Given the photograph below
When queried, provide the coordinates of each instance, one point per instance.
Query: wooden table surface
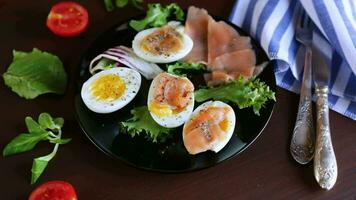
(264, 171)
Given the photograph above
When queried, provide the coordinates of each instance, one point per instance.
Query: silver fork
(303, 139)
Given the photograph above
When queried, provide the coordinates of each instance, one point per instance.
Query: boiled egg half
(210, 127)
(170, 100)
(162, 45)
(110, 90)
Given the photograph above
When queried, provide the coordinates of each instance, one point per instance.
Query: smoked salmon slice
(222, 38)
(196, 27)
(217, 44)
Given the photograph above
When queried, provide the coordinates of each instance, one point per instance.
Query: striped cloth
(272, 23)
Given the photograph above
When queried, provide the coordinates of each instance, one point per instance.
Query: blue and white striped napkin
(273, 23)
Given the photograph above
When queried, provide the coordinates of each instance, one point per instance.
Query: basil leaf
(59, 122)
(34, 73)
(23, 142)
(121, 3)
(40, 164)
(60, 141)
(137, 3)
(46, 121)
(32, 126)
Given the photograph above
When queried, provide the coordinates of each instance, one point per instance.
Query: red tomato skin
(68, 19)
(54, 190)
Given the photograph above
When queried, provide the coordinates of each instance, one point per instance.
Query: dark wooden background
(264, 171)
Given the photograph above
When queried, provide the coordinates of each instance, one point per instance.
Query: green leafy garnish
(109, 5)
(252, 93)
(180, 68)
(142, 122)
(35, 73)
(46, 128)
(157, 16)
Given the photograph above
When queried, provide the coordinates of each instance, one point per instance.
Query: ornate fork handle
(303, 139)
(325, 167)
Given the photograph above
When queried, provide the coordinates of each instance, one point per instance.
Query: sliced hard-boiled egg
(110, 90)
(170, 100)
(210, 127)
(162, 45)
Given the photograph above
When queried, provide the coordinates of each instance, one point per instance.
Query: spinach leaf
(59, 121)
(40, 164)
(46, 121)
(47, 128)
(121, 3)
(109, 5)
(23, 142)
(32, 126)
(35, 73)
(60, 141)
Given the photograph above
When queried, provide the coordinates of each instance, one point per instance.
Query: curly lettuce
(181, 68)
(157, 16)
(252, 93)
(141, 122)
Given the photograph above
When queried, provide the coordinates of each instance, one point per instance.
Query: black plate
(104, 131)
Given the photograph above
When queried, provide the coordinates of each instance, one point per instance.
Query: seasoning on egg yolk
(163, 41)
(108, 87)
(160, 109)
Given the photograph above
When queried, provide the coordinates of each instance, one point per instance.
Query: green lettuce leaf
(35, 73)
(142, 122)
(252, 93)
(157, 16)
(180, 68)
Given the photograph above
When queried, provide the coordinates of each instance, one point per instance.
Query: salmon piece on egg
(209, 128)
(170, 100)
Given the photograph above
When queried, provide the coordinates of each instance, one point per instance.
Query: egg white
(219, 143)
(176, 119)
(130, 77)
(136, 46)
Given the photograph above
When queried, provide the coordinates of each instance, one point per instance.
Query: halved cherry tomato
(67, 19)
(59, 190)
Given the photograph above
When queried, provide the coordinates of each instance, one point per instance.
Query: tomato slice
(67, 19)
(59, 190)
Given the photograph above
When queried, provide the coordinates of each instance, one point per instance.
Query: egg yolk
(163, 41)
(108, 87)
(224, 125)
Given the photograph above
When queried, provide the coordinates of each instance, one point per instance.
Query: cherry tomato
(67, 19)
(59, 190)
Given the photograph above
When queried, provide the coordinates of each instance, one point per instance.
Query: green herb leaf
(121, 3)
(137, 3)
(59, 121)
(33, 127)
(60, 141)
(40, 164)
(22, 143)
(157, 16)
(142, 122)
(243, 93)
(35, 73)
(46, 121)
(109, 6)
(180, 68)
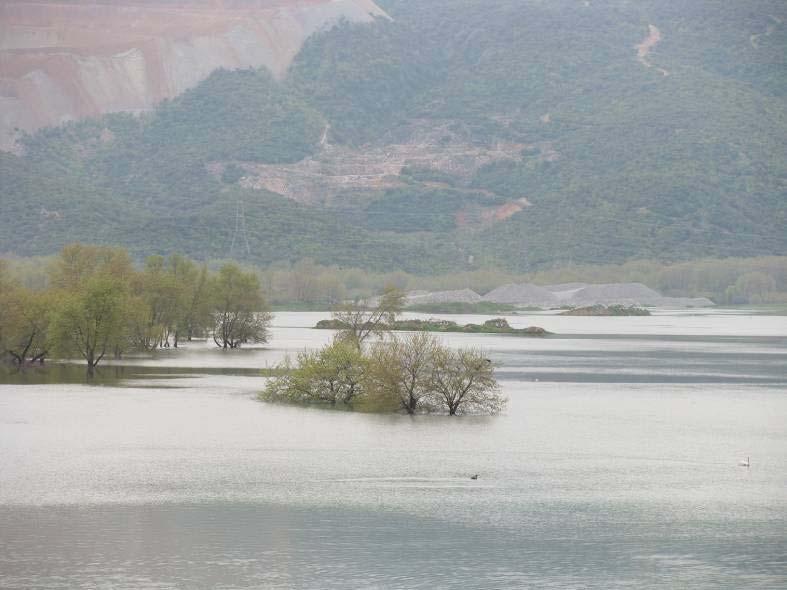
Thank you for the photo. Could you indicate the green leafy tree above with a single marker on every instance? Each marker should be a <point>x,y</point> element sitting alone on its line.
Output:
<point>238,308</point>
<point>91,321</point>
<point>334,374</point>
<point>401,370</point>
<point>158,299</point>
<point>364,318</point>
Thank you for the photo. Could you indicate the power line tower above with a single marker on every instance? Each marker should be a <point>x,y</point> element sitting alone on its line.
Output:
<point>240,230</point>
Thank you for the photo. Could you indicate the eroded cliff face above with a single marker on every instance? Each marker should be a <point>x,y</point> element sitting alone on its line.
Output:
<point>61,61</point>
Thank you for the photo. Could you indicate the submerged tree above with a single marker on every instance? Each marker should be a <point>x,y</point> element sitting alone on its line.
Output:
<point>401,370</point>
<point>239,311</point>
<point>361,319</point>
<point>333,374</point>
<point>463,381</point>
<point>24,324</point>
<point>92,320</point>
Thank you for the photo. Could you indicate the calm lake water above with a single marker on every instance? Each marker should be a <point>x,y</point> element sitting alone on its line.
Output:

::::

Task instructions => Copy the items exactly, from the line containing "Thank you for the photo. Could you indicate the submerged" down through the end of the items, both ends included.

The output =>
Thank you for the photo. Could you indicate the submerged tree above with a single marker on every instance? Each marker should be a <point>x,y</point> element sitting alone on its line.
Output:
<point>401,370</point>
<point>239,311</point>
<point>361,319</point>
<point>333,374</point>
<point>463,381</point>
<point>24,324</point>
<point>92,320</point>
Thank you for the photo. Could you indicate the calm lake water above with a single marker on every instance? Each marker should be a <point>x,y</point> element sitting alone on its line.
Output:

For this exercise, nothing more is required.